The records Block Start

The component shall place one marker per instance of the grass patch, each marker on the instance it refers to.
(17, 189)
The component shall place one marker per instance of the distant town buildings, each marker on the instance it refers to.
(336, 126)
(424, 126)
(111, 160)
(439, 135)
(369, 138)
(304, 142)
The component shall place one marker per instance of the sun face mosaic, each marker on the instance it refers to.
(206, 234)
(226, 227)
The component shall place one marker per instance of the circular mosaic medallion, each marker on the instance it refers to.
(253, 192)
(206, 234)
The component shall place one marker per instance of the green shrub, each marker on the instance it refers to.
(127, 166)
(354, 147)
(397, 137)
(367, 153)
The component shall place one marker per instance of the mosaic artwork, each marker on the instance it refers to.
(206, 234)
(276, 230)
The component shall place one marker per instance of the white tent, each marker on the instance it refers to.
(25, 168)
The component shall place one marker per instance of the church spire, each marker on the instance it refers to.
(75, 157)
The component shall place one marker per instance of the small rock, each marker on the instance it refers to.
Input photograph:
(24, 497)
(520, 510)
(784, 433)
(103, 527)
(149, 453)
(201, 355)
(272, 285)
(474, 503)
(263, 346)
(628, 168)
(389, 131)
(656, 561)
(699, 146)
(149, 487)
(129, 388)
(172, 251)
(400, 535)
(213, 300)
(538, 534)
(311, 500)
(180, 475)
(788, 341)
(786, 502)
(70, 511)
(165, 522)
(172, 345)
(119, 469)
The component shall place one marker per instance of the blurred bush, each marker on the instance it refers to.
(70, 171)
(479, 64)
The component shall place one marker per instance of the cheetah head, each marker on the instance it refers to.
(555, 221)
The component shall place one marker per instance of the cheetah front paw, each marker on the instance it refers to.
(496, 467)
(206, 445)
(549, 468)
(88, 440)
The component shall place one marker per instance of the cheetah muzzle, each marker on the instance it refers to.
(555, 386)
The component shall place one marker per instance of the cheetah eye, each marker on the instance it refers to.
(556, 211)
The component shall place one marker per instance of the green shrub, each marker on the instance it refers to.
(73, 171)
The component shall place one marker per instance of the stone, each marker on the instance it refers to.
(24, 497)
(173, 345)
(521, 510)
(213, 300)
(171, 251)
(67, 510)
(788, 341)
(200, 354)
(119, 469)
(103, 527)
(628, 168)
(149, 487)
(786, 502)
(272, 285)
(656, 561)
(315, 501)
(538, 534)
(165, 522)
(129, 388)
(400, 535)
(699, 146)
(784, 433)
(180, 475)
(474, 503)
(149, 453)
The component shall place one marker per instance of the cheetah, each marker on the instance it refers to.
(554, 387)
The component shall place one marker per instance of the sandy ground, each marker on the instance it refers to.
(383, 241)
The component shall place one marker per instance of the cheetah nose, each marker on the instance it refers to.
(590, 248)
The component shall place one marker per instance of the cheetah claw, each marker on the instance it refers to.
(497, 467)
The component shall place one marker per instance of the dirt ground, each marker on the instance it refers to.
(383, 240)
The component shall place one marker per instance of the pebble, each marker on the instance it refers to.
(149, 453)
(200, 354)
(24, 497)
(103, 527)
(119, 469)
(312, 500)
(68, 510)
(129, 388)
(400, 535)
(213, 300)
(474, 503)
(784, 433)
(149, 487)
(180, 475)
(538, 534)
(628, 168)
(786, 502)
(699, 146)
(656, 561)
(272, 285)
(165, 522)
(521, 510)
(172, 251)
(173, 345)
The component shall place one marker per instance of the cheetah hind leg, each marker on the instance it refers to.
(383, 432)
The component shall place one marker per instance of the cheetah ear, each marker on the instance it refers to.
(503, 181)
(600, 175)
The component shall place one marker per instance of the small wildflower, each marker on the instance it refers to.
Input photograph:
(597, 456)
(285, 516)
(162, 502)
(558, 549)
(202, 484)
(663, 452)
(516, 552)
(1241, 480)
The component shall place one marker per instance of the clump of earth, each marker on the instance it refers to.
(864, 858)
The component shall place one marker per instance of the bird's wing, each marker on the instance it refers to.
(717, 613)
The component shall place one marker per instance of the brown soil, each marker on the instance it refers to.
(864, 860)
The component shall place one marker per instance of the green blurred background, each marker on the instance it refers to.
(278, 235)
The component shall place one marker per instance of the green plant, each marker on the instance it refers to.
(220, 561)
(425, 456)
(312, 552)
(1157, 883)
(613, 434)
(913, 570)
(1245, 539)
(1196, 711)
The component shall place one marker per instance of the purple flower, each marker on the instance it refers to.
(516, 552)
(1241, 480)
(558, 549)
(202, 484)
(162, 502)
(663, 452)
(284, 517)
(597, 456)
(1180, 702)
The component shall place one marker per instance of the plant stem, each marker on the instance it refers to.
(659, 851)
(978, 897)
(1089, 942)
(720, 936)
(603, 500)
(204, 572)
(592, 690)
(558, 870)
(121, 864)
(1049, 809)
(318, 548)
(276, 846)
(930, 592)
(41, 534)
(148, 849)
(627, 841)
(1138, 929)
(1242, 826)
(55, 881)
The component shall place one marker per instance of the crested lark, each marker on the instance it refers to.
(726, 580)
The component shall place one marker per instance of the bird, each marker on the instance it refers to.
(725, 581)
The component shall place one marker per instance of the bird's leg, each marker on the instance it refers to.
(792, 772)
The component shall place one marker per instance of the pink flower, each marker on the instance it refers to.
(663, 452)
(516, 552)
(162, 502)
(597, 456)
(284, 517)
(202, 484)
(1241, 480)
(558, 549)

The records Block End

*Activity:* Please output all of the entries without changing a single character.

*Answer box:*
The component shall place one marker per instance of the grass patch, each marker on the instance it refers to.
(17, 189)
The component shall place one marker per instance of the distant town buildings, each marker on the instance it refers to.
(336, 126)
(424, 126)
(111, 160)
(439, 135)
(369, 138)
(304, 142)
The component shall place one marker per instance of the sun face mosaic, each marker on the instance it refers to.
(206, 234)
(226, 227)
The component shall place one marker per instance of the circular mosaic medallion, each marker on the instance it refers to.
(253, 192)
(206, 234)
The component shall place one marker per instance of the green shrub, each marker on the instance it refers to.
(127, 166)
(354, 147)
(397, 137)
(367, 153)
The component shall place one marker per instance of the mosaic artwork, each marker on the instance it refers to.
(206, 234)
(276, 230)
The component shall place one marker per instance of the white tent, each marker on the instance it refers to.
(25, 168)
The component shall place one marker per instance of the church spire, each marker on the instance it refers to.
(75, 157)
The component shall place one marker per instance of the small rock, each marker on the instance it refers to.
Input photograph:
(24, 497)
(520, 510)
(784, 433)
(103, 527)
(149, 453)
(201, 355)
(272, 285)
(474, 503)
(263, 346)
(628, 168)
(389, 131)
(656, 561)
(699, 146)
(149, 487)
(129, 388)
(172, 251)
(400, 535)
(213, 300)
(538, 534)
(311, 500)
(180, 475)
(788, 341)
(786, 502)
(70, 511)
(165, 522)
(172, 345)
(119, 469)
The component shall place one marker per instance of the blurred bush, each marker on the instance it refers to.
(70, 171)
(479, 64)
The component shall place one marker per instance of the cheetah head, each marker on the instance it refers to.
(555, 221)
The component shall place one marker per instance of the cheetah front paw, each marker on the instance it refers to.
(496, 467)
(206, 445)
(549, 468)
(88, 440)
The component shall place one marker per instance of the cheetah muzzle, each marker on the instance it refers to.
(555, 386)
The component shall place one marker per instance of the cheetah eye, each marker on the instance it refers to.
(556, 211)
The component shall place one marker per instance of the green shrub, each marker on the instance it refers to.
(73, 171)
The component shall place one marker per instance of the stone, each marker on the instance it refers to.
(24, 497)
(173, 345)
(521, 510)
(213, 300)
(171, 251)
(67, 510)
(788, 341)
(200, 354)
(119, 469)
(103, 527)
(628, 168)
(149, 487)
(786, 502)
(272, 285)
(656, 561)
(315, 501)
(538, 534)
(165, 522)
(129, 388)
(400, 535)
(699, 146)
(784, 433)
(180, 475)
(474, 503)
(149, 453)
The component shall place one marker per instance of the cheetah, each marker on the instance it refers to.
(554, 387)
The component shall place one marker per instance of the sandy ground, each marker on the instance it refers to.
(383, 241)
The component shall place one marker per instance of the cheetah nose, each marker on the instance it refers to.
(590, 248)
The component shall place one marker per instance of the cheetah claw, each marker on the instance it refers to.
(497, 467)
The component shall place one marker per instance of the dirt ground, each marker on the instance it refers to.
(383, 240)
The component shall place one marker per instance of the pebble, each marker on the instance it refers to.
(149, 453)
(200, 354)
(24, 497)
(103, 527)
(119, 469)
(312, 500)
(68, 510)
(129, 388)
(400, 535)
(213, 300)
(474, 503)
(784, 433)
(149, 487)
(180, 475)
(538, 534)
(628, 168)
(786, 502)
(699, 146)
(656, 561)
(272, 285)
(165, 522)
(521, 510)
(172, 251)
(173, 345)
The component shall place one marker per instance of the cheetah hind leg, each marker on the instance it refers to.
(383, 432)
The component shall place one marker per instance of the cheetah ear, each marker on the instance it refers to.
(503, 181)
(600, 175)
The component shall place one marker per instance of the small wildflower, each marker on the instance it refers to.
Input photograph:
(597, 456)
(285, 516)
(162, 502)
(558, 549)
(202, 484)
(663, 452)
(516, 552)
(1241, 480)
The component shall place one marker per instance of the clump of earth, each marker on the instance it refers to.
(864, 858)
The component shall place one marker per instance of the bird's wing, each marker on the instance it refers to.
(717, 613)
The component shall place one marker per instance of the brown soil, each marker on the instance it refers to.
(864, 860)
The component shall place one marker per instance of the green blurred background, each marker on the instance it refers to.
(278, 235)
The component shall place one marker per instance of the green plant, each marker on the instance it refers to.
(220, 561)
(425, 456)
(312, 552)
(1157, 883)
(613, 434)
(913, 570)
(1245, 539)
(1196, 711)
The component shall place one marker per instance of the purple flower, each marker on the instance it refers to.
(516, 552)
(1241, 480)
(558, 549)
(202, 484)
(162, 502)
(663, 452)
(284, 517)
(597, 456)
(1180, 702)
The component shall place one marker per instance of the plant stem, each marker on the instance it refers to.
(659, 851)
(978, 897)
(1089, 942)
(720, 936)
(603, 500)
(204, 572)
(592, 690)
(558, 870)
(121, 864)
(1049, 809)
(318, 548)
(276, 846)
(930, 592)
(41, 534)
(148, 849)
(627, 841)
(1138, 929)
(1242, 826)
(55, 881)
The component shall place one marker per instance of the crested lark, each marker on the instance it refers to.
(726, 580)
The component shall place one marker per instance of the bird, each marker on the instance it refers to.
(725, 581)
The component shall place one marker per instance of the bird's leg, each marker on the instance it refers to.
(792, 772)
The component shall place one marker per instance of the pink flower, each marker on the instance it refers to.
(663, 452)
(516, 552)
(162, 502)
(597, 456)
(284, 517)
(202, 484)
(1241, 480)
(558, 549)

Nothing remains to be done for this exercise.